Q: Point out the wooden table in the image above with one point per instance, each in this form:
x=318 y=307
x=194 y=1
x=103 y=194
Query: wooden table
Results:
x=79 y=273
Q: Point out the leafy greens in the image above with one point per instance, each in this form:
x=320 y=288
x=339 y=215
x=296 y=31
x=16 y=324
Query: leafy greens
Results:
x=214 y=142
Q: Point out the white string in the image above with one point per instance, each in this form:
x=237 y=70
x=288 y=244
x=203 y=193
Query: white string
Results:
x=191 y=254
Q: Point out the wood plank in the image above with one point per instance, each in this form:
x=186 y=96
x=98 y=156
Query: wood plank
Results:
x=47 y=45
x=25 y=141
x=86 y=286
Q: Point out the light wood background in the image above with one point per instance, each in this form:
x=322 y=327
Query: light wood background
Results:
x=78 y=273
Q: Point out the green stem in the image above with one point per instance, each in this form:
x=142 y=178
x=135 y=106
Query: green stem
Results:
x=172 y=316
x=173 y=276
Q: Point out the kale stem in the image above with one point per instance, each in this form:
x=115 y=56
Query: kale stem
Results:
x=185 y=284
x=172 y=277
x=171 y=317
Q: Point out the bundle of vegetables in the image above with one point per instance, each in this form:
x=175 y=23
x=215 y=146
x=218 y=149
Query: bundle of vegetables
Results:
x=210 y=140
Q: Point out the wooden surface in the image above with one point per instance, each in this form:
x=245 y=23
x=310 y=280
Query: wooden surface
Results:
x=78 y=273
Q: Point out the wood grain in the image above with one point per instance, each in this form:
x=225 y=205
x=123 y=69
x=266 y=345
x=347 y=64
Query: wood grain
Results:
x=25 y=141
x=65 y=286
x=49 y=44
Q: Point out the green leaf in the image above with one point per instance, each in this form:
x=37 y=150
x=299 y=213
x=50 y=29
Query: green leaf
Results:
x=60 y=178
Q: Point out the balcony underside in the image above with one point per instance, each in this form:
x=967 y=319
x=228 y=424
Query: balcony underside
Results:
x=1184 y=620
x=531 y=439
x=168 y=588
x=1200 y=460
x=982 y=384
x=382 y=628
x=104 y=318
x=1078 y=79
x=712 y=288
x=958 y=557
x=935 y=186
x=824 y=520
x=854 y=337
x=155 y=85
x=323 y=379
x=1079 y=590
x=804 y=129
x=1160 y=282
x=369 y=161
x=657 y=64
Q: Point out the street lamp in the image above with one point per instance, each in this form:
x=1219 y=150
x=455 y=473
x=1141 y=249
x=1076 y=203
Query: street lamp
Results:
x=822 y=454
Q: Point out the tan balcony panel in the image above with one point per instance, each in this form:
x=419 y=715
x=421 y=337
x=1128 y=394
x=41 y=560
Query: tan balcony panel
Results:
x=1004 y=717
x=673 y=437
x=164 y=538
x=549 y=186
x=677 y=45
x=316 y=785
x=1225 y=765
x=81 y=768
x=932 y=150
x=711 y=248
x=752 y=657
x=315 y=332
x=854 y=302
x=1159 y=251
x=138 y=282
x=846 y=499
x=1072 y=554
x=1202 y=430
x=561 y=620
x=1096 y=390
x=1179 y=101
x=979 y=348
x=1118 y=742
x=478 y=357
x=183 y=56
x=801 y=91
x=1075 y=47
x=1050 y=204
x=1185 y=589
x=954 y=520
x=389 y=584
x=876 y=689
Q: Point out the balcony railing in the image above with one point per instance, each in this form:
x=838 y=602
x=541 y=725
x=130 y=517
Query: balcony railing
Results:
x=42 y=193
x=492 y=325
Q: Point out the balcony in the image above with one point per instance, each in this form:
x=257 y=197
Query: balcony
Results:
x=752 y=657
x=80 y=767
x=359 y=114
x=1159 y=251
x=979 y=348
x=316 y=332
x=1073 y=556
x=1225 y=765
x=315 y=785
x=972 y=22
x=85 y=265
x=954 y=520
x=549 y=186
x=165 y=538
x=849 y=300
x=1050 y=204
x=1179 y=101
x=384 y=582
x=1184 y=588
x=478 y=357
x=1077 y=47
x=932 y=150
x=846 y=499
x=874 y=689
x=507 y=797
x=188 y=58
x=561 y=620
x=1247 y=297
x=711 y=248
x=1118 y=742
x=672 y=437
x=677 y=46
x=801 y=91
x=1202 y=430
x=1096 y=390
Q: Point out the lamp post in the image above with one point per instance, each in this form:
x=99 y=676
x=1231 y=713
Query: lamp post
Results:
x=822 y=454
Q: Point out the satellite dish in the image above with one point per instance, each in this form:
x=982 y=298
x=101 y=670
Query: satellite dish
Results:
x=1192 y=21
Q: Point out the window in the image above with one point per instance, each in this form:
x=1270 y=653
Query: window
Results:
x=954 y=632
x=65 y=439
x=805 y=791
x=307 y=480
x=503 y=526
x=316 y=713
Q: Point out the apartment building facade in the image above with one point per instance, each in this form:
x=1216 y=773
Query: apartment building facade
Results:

========================================================================

◆ **WHAT IS REQUIRED**: Copy everything from the line containing "Q: Point out the satellite" down to the end of the entries, requests included. Multiply each x and y coordinate in the answers by 2.45 and round to whole numbers, with halves rounded up. Leave the numbers in the requests and their sample points unchanged.

◆ **REPLY**:
Q: Point out the satellite dish in the image above with one point per instance, each in this form:
x=982 y=298
x=101 y=670
Query: satellite dish
Results:
x=2920 y=51
Q: Point out the window in the image above with one point per instance, each in this form:
x=1270 y=653
Query: window
Results:
x=2337 y=1548
x=159 y=1076
x=1972 y=1938
x=752 y=1176
x=1232 y=1289
x=774 y=1747
Q: Point out the apartment building facade in the image above with one point per instance, each in this form:
x=1216 y=773
Query: apartment building facade
Results:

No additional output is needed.